WHAT THE TASK ASKS:
Please copy the AI compute stack article between "Society Companies Explainers" and "systems can do.", inclusive, swapping each "AI hardware" for "ML hardware".

SUPPLIED TEXT:
TeraNova

TeraNova

Infrastructure, companies, and the societal impact shaping the next era of technology.

Plain-English reporting on AI, semiconductors, automation, robotics, compute, energy, and the future of work.

Society Companies Explainers Deep Dives About

The New AI Compute Stack: What It Enables, and Where It Breaks

AI hardware is moving fast, but the real story is not just faster chips. It is the shifting balance between training, inference, memory bandwidth, networking, power, and the data center floor itself. The result is a compute stack that unlocks new model capabilities while exposing new bottlenecks at every layer.

AI hardware is evolving so quickly that even the language used to describe it is starting to lag behind the market. Not long ago, the conversation was mostly about GPUs as the default engine for training large models. Today, the real picture is broader and more complicated: custom accelerators, higher-bandwidth memory, denser interconnects, advanced packaging, liquid cooling, and power delivery all shape what AI systems can do.

The important shift is this: AI infrastructure is no longer a single product category. It is a stack. And each layer of that stack can accelerate performance—or become the bottleneck that caps it. That is why the most useful way to think about AI hardware is not as a race for the biggest chip, but as a set of tradeoffs between flexibility, efficiency, scale, and deployability.

Object location annotation data:
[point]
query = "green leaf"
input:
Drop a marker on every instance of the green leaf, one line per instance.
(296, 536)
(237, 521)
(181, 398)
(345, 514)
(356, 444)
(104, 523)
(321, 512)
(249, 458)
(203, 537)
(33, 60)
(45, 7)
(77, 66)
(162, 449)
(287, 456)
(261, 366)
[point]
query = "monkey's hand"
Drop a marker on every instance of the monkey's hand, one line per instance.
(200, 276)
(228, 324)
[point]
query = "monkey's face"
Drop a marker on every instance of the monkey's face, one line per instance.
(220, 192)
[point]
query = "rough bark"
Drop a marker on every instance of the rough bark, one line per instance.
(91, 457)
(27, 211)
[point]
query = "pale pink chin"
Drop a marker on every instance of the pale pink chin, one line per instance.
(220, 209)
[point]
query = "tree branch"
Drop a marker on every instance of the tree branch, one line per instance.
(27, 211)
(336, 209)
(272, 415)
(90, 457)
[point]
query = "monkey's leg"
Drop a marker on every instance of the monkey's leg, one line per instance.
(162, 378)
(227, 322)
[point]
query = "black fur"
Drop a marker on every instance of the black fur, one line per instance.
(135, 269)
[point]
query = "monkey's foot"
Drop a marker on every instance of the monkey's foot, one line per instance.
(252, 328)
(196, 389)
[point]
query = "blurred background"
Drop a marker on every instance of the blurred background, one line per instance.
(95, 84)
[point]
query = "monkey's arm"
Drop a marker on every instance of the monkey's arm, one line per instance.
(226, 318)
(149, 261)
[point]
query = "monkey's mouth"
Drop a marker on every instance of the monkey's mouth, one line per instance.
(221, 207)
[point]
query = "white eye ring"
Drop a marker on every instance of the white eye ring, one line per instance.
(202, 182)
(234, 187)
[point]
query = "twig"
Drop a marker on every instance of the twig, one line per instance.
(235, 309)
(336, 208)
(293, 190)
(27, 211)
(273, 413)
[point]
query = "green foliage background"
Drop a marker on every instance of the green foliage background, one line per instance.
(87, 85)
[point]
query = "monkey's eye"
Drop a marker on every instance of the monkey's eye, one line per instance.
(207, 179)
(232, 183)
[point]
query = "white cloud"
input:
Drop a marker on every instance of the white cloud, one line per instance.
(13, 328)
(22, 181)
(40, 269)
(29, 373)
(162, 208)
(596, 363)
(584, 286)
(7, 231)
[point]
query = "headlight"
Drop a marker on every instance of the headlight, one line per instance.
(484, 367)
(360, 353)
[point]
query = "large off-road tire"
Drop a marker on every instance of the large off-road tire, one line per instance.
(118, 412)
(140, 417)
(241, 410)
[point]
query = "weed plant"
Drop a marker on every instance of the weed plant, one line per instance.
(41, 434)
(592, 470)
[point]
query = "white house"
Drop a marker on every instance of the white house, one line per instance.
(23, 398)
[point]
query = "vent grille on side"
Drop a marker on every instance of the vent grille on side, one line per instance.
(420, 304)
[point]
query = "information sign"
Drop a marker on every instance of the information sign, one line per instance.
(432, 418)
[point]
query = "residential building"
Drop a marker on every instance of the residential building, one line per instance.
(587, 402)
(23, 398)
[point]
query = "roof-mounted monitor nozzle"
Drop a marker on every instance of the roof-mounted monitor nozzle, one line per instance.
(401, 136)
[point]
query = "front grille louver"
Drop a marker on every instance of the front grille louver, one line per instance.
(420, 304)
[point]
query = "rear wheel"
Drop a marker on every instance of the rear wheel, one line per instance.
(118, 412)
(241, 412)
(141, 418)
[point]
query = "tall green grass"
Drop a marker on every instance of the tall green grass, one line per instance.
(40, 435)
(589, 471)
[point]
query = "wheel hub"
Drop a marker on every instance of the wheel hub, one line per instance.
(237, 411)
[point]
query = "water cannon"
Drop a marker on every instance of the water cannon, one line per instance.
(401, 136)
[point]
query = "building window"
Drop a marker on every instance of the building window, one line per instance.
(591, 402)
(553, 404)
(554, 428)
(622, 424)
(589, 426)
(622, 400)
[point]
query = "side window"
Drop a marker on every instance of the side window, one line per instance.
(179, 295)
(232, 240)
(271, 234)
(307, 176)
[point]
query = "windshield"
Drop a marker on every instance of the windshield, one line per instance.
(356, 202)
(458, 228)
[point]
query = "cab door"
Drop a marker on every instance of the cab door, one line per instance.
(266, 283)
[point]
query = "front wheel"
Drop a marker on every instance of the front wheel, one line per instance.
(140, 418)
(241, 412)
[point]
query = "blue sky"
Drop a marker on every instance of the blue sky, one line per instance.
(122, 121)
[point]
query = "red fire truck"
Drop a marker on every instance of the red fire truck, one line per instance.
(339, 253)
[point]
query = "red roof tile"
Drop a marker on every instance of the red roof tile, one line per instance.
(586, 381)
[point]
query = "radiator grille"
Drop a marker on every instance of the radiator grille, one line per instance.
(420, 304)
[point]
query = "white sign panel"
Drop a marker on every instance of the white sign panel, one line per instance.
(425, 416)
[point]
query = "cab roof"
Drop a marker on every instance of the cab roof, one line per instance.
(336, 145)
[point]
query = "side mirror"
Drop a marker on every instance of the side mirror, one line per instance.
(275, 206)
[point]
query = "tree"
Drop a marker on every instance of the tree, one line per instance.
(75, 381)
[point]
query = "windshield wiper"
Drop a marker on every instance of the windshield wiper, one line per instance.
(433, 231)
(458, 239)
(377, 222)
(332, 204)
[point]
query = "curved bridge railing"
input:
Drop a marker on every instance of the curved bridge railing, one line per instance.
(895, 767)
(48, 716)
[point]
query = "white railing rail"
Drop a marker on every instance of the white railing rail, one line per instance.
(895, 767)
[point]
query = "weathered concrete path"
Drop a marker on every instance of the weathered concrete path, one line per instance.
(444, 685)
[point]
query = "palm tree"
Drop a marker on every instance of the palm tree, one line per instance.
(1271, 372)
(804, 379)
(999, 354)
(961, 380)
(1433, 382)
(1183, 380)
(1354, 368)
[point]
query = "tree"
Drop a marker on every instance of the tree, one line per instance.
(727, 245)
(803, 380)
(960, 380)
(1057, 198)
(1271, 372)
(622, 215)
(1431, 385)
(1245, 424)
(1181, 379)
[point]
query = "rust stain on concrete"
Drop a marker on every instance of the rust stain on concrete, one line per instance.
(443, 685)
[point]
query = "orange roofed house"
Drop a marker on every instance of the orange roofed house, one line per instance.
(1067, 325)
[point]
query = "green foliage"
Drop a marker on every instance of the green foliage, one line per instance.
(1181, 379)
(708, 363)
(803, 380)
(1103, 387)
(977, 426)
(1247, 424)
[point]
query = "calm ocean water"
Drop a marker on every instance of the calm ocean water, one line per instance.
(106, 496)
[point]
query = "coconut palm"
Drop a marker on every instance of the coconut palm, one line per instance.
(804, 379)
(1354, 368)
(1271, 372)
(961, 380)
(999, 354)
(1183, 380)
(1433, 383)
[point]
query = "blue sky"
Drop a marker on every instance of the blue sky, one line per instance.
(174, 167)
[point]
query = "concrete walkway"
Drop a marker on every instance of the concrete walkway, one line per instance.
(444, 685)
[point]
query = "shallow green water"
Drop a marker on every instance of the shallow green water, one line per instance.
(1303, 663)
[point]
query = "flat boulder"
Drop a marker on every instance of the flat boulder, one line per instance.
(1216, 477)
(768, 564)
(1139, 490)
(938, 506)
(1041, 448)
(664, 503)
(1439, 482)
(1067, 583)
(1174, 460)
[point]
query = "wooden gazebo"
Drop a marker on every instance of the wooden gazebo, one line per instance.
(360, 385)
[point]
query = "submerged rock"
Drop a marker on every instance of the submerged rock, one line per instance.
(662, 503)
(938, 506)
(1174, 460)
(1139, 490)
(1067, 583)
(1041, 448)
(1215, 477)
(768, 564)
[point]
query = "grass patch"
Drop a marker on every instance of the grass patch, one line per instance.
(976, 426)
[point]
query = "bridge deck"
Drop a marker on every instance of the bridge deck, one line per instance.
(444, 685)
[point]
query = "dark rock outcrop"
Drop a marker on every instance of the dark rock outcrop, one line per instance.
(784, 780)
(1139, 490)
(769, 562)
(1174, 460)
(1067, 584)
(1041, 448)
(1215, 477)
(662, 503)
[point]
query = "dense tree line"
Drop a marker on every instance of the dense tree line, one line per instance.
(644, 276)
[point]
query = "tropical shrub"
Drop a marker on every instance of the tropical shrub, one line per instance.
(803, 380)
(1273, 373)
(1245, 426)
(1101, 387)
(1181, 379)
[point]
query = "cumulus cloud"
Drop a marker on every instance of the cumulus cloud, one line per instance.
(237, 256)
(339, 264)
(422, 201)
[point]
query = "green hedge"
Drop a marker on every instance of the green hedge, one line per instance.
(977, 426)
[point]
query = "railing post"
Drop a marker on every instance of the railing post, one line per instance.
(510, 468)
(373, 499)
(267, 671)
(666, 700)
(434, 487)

ANSWER TO THE EXERCISE:
Society Companies Explainers Deep Dives About

The New AI Compute Stack: What It Enables, and Where It Breaks

ML hardware is moving fast, but the real story is not just faster chips. It is the shifting balance between training, inference, memory bandwidth, networking, power, and the data center floor itself. The result is a compute stack that unlocks new model capabilities while exposing new bottlenecks at every layer.

ML hardware is evolving so quickly that even the language used to describe it is starting to lag behind the market. Not long ago, the conversation was mostly about GPUs as the default engine for training large models. Today, the real picture is broader and more complicated: custom accelerators, higher-bandwidth memory, denser interconnects, advanced packaging, liquid cooling, and power delivery all shape what AI systems can do.